SOURCE PASSAGE Block Start
Removing spam is a particularly slow process, and I found the fastest way to do it was to only load small sections of my data into memory at a time and process that small section in parallel before loading in and processing the next section. I suspect this is dependent on data size and is not necessary for smaller datasets.

First plan the parallel sessions

used_cores <- as.numeric(future::availableCores() - 1)
future::plan(future::multisession, workers = used_cores)

Set the number of groups you want to pull from the data and add a rowid column to the data so we can track this. I am numbering the data according to created time so that any spam posts that might be released for a similar event is loaded in together.

n_retrievals <- 4 # number of groups to pull from database
split_length <- ceiling((data %>% nrow())/n_retrievals)

data <- data %>%
  arrange(created_time) %>%
  to_duckdb() %>%
  mutate(rowid = row_number()) %>%
  to_arrow()

We can now loop through the data, performing spam grams on smaller sections of the dataset.

spam_grams <- list()
spam <- list()

for (i in 1:n_retrievals){
  
  print(i) # track progress
  
  # load in section of data
  df_section <- data %>% 
    filter(rowid > (i-1)*split_length + 1, rowid <= i*split_length) 
  
  # split loaded data according to planned cores
  df_group <- df_section %>%
    collect() %>%
    mutate(split_group = rep(1:used_cores, 
                           each = ceiling(nrow(.)/used_cores), 
                           length.out = nrow(.))) %>%
  dplyr::group_split(split_group)
    
  # perform spam_grams
  spam_grams <- df_group %>%
    furrr::future_map(~LimpiaR::limpiar_spam_grams(
      .x, 
      message_clean, 
      n_gram = 6, 
      min_freq = 5
      ),
      .options = furrr::furrr_options(seed = T)
      )
  
  spam <- c(spam, spam_grams)
  
}

I did not find it necessary to only load small sections of the data in when removing stop words, this could be performed as normal, by splitting the full dataset according to available cores and using future_map to remove stop words in each section.

3 Data Processing

3.1 Data Cleaning

Data cleaning can be handled very close to standard:

For very large datasets, spam removal can be done according to the parallel processing section.
We only need to clean the data for pos tagging for now, consider removing hashtags and emojis but not punctuation or any formatting that might help the model tag words.
Unless you want it for partiuclar cleaning steps, stop word removal and any other text formatting you wish to perform can be done later, this is because we are splitting the the posts into sentences for the pos tagging anyway.

4 Parts of speech tagging

After briefly looking at some alternative models on huggingface, I decided to go with the tried and tested udpipe model available via udpipe or our own LimpiaR package. It is entirely up to you which package you choose to use but do note that some of the column names have been changed in our LimpiaR functions from the udpipe source.
SOURCE PASSAGE Block End
INFORMATION Block Start
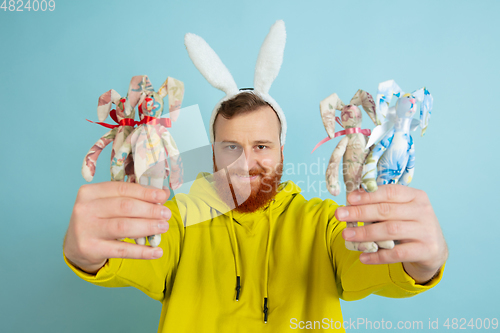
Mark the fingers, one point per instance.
(377, 212)
(385, 193)
(117, 249)
(129, 207)
(131, 228)
(382, 231)
(407, 252)
(122, 189)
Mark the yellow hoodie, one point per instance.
(258, 272)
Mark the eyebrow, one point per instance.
(258, 142)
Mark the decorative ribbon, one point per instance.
(344, 132)
(123, 122)
(166, 122)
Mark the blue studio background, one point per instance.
(55, 64)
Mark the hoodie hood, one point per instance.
(204, 198)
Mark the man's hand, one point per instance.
(105, 212)
(405, 214)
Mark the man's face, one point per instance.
(248, 146)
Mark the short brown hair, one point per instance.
(240, 104)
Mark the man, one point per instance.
(245, 252)
(281, 259)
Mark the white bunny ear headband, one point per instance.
(266, 70)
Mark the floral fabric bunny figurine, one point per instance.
(123, 115)
(150, 143)
(392, 160)
(351, 148)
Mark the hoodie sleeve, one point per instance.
(153, 277)
(356, 280)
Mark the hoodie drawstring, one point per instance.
(236, 256)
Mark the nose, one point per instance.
(250, 158)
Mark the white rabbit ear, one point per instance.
(209, 64)
(104, 103)
(426, 100)
(327, 108)
(366, 101)
(270, 57)
(386, 90)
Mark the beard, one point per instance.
(250, 197)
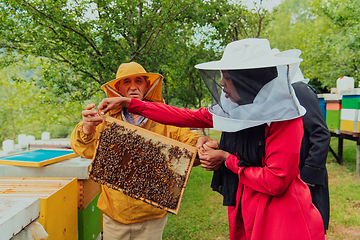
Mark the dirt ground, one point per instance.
(339, 232)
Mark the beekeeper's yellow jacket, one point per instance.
(115, 204)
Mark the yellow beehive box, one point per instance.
(350, 120)
(87, 191)
(58, 202)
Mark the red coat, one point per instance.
(275, 203)
(272, 201)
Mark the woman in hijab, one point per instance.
(256, 165)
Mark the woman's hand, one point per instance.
(108, 104)
(211, 159)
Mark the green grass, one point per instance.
(202, 215)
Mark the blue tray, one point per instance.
(37, 157)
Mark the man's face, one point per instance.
(229, 88)
(133, 87)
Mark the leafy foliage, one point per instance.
(327, 32)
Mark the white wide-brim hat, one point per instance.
(247, 54)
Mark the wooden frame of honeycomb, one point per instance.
(142, 164)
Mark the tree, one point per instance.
(81, 54)
(327, 33)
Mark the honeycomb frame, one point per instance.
(125, 157)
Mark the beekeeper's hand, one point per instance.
(211, 159)
(90, 119)
(108, 104)
(208, 141)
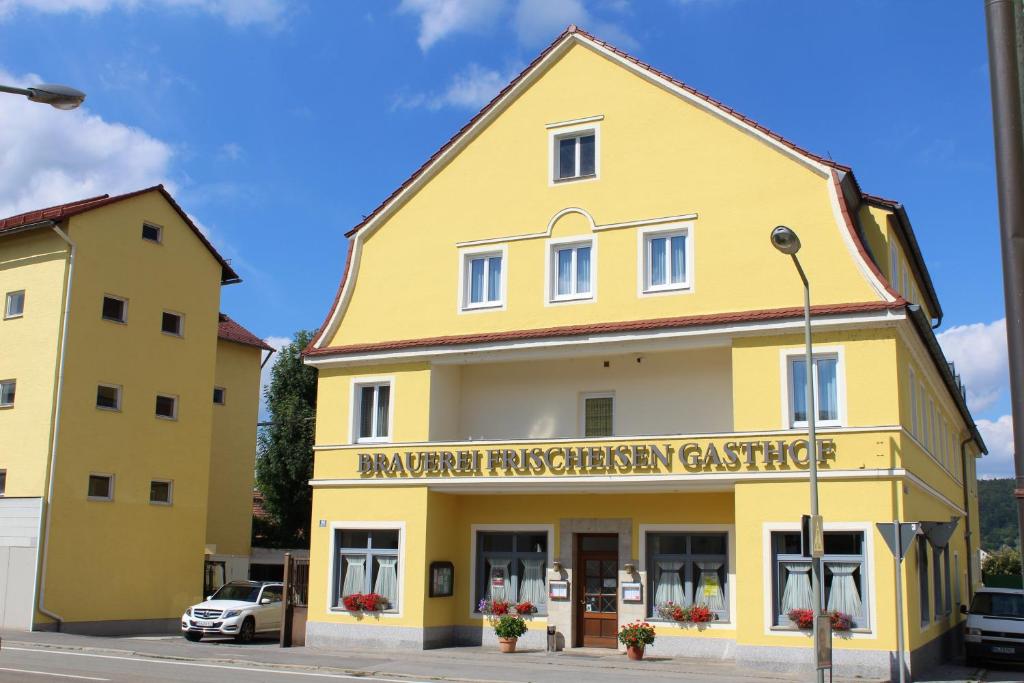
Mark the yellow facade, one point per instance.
(450, 419)
(121, 557)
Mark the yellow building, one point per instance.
(119, 469)
(565, 350)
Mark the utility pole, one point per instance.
(1004, 19)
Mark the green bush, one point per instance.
(510, 627)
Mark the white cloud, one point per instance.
(471, 88)
(233, 12)
(264, 377)
(979, 351)
(49, 157)
(998, 435)
(439, 18)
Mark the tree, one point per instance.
(1004, 562)
(285, 452)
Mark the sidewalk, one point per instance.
(461, 664)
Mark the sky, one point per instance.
(278, 125)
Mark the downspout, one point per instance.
(73, 250)
(967, 520)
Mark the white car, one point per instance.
(240, 609)
(994, 627)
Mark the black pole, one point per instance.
(1001, 17)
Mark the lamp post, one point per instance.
(58, 96)
(785, 241)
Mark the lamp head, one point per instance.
(784, 240)
(59, 96)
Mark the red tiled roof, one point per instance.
(231, 331)
(574, 30)
(603, 328)
(60, 212)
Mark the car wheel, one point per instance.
(247, 632)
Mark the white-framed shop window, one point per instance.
(372, 410)
(574, 153)
(667, 259)
(482, 278)
(367, 557)
(829, 387)
(571, 269)
(597, 414)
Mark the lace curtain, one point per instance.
(670, 585)
(710, 589)
(797, 594)
(531, 587)
(355, 575)
(387, 580)
(844, 595)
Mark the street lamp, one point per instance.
(785, 241)
(58, 96)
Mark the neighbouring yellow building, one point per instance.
(127, 415)
(565, 365)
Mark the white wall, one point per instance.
(18, 541)
(665, 393)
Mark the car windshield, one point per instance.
(237, 592)
(998, 604)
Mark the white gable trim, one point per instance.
(525, 81)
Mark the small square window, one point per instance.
(100, 487)
(109, 396)
(172, 324)
(14, 305)
(576, 156)
(153, 232)
(167, 407)
(160, 492)
(7, 392)
(115, 309)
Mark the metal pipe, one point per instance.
(58, 400)
(967, 521)
(1009, 131)
(812, 457)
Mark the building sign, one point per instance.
(621, 458)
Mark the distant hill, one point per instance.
(998, 513)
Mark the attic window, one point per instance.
(153, 232)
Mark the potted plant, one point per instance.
(636, 636)
(508, 629)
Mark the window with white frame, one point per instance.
(826, 390)
(598, 415)
(160, 492)
(483, 285)
(109, 396)
(666, 260)
(367, 561)
(687, 569)
(14, 304)
(571, 270)
(373, 412)
(167, 407)
(511, 565)
(100, 487)
(844, 581)
(7, 390)
(574, 155)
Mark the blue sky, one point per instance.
(278, 125)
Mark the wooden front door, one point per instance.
(597, 606)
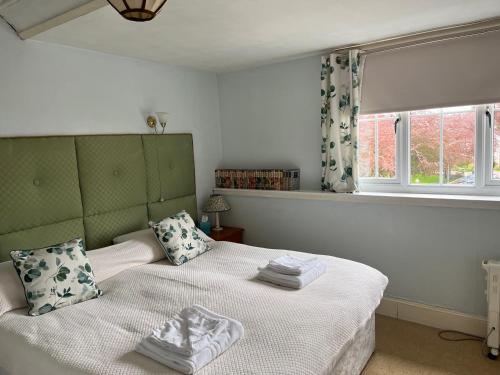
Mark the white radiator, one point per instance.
(492, 268)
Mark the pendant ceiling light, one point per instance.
(137, 10)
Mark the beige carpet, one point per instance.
(408, 348)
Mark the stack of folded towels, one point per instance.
(192, 339)
(292, 272)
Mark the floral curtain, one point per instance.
(341, 77)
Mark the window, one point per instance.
(377, 146)
(494, 125)
(446, 150)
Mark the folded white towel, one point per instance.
(296, 282)
(290, 265)
(221, 333)
(189, 332)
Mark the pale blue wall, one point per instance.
(270, 118)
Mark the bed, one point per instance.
(99, 187)
(325, 328)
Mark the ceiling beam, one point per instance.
(62, 18)
(428, 36)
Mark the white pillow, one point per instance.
(11, 289)
(106, 263)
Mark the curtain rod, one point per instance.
(423, 37)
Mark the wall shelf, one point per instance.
(425, 200)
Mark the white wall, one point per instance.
(47, 89)
(270, 117)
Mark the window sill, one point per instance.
(425, 200)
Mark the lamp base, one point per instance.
(217, 224)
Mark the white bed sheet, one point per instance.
(286, 331)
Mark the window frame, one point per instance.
(483, 162)
(383, 180)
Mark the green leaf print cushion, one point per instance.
(55, 276)
(180, 238)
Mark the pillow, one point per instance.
(145, 234)
(137, 235)
(11, 289)
(180, 238)
(55, 276)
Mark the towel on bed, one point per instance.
(290, 265)
(191, 340)
(295, 282)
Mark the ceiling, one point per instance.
(228, 35)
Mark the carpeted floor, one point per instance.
(405, 348)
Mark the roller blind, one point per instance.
(443, 74)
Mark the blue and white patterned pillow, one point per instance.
(180, 238)
(55, 276)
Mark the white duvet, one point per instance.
(286, 331)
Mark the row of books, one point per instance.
(258, 179)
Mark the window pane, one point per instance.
(386, 148)
(496, 143)
(366, 148)
(458, 146)
(424, 147)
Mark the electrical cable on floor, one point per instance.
(466, 337)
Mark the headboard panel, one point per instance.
(53, 189)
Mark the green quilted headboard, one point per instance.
(54, 189)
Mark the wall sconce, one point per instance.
(162, 119)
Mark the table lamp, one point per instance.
(216, 203)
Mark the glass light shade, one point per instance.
(216, 203)
(162, 117)
(137, 10)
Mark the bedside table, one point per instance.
(228, 234)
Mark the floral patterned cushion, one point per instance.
(55, 276)
(180, 238)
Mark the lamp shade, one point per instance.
(216, 203)
(137, 10)
(162, 117)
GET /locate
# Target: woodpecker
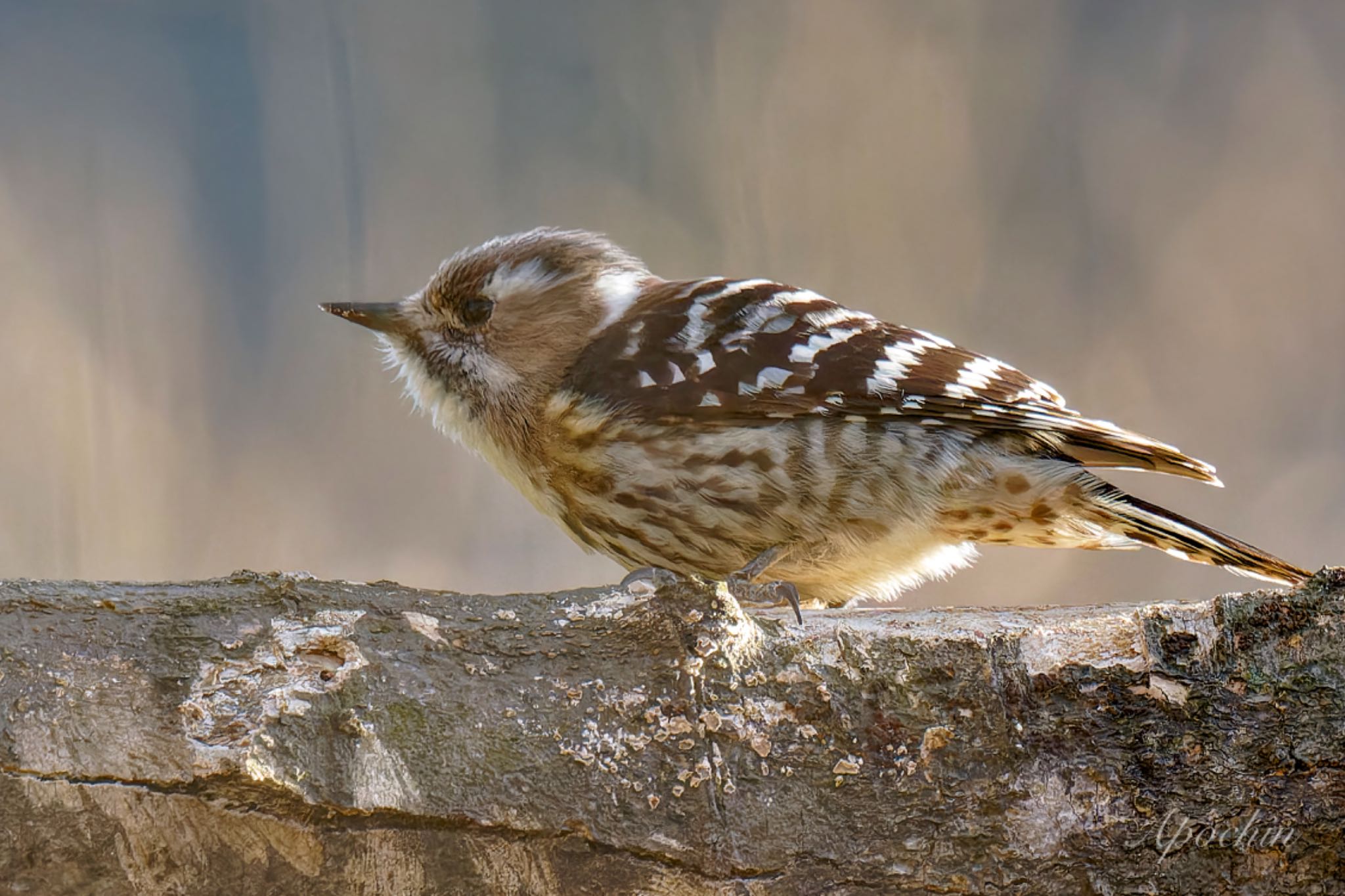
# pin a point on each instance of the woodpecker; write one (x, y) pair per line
(758, 433)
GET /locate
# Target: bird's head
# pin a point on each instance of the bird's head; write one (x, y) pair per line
(500, 323)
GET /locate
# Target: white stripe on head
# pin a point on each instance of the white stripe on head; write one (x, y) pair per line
(618, 291)
(513, 280)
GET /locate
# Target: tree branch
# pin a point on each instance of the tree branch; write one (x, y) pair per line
(273, 731)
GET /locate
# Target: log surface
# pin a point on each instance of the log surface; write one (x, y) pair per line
(280, 734)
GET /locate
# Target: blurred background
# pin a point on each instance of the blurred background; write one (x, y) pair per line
(1141, 203)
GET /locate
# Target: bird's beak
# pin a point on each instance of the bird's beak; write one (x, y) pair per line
(382, 317)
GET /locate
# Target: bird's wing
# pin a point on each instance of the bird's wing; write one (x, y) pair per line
(752, 351)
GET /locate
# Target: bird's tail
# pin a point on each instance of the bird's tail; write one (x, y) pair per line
(1157, 527)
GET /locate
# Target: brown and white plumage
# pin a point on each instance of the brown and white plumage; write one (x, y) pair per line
(694, 425)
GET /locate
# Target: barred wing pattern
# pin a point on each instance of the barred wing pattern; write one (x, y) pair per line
(751, 351)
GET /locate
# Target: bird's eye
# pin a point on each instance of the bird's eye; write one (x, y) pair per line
(477, 310)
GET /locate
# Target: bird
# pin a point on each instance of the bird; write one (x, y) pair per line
(761, 435)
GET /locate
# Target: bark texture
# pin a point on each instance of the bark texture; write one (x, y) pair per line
(280, 734)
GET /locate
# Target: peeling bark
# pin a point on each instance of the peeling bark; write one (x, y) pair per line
(278, 734)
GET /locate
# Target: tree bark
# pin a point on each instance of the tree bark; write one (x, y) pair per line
(280, 734)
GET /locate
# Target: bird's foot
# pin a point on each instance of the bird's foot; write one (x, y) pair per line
(770, 594)
(766, 594)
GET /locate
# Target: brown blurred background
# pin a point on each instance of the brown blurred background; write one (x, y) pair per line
(1142, 203)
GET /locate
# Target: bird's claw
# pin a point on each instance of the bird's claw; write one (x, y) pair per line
(764, 594)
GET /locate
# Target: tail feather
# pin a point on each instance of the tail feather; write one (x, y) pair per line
(1184, 538)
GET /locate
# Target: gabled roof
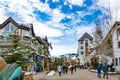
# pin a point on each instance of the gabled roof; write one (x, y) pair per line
(19, 26)
(86, 35)
(39, 39)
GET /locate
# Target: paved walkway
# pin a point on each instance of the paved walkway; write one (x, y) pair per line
(80, 74)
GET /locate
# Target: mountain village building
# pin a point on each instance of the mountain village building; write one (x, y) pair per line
(17, 38)
(109, 49)
(84, 48)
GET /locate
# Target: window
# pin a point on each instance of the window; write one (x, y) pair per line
(118, 33)
(81, 42)
(81, 47)
(82, 52)
(116, 61)
(9, 28)
(118, 44)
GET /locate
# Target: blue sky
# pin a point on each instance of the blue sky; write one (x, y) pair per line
(62, 21)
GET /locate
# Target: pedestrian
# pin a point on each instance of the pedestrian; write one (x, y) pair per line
(105, 71)
(59, 69)
(75, 68)
(99, 70)
(72, 67)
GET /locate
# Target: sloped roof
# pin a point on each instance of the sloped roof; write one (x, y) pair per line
(38, 38)
(86, 35)
(19, 26)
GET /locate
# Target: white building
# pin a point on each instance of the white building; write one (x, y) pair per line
(84, 48)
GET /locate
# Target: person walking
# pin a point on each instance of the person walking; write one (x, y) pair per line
(66, 69)
(75, 68)
(72, 67)
(63, 69)
(105, 70)
(59, 69)
(99, 70)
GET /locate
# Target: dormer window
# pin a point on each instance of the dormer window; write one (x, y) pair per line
(9, 28)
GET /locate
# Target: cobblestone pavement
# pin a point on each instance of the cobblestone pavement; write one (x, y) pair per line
(80, 74)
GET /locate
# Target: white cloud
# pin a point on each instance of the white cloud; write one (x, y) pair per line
(85, 28)
(55, 1)
(61, 49)
(43, 29)
(75, 2)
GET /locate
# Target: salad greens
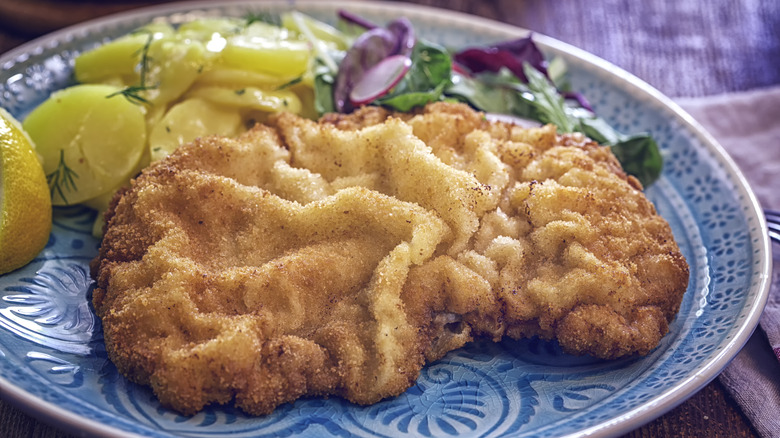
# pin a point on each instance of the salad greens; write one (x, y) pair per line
(511, 77)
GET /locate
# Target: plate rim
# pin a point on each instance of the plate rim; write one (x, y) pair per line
(631, 419)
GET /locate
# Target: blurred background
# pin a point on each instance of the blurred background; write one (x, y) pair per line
(686, 48)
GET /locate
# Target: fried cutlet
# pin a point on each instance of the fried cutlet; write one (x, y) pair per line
(337, 257)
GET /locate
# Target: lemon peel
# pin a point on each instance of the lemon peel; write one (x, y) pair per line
(25, 202)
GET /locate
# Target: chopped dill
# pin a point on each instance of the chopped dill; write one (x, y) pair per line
(62, 177)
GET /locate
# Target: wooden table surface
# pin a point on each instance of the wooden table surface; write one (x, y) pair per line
(685, 48)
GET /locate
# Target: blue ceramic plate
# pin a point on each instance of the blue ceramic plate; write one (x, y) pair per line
(53, 362)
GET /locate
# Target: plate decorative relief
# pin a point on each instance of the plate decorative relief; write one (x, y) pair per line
(52, 358)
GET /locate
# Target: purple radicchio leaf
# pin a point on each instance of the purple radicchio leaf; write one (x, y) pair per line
(368, 50)
(510, 54)
(579, 98)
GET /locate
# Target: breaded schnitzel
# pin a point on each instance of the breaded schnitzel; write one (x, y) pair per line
(337, 258)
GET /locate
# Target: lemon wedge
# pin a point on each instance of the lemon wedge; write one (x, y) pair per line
(25, 202)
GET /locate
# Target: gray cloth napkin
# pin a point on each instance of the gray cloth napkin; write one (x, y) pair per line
(747, 125)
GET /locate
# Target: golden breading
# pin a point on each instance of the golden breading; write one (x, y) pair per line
(336, 258)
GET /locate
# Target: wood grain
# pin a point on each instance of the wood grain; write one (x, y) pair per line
(683, 48)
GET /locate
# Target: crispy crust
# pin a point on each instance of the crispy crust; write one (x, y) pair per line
(336, 258)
INFORMATION Block End
▸ **ACTIVITY**
Extract, word for word, the part of the passage on parallel spam removal starting with "# load in section" and going on through "dplyr::group_split(split_group)".

▸ **WRITTEN ANSWER**
# load in section of data
  df_section <- data %>% 
    filter(rowid > (i-1)*split_length + 1, rowid <= i*split_length) 
  
  # split loaded data according to planned cores
  df_group <- df_section %>%
    collect() %>%
    mutate(split_group = rep(1:used_cores, 
                           each = ceiling(nrow(.)/used_cores), 
                           length.out = nrow(.))) %>%
  dplyr::group_split(split_group)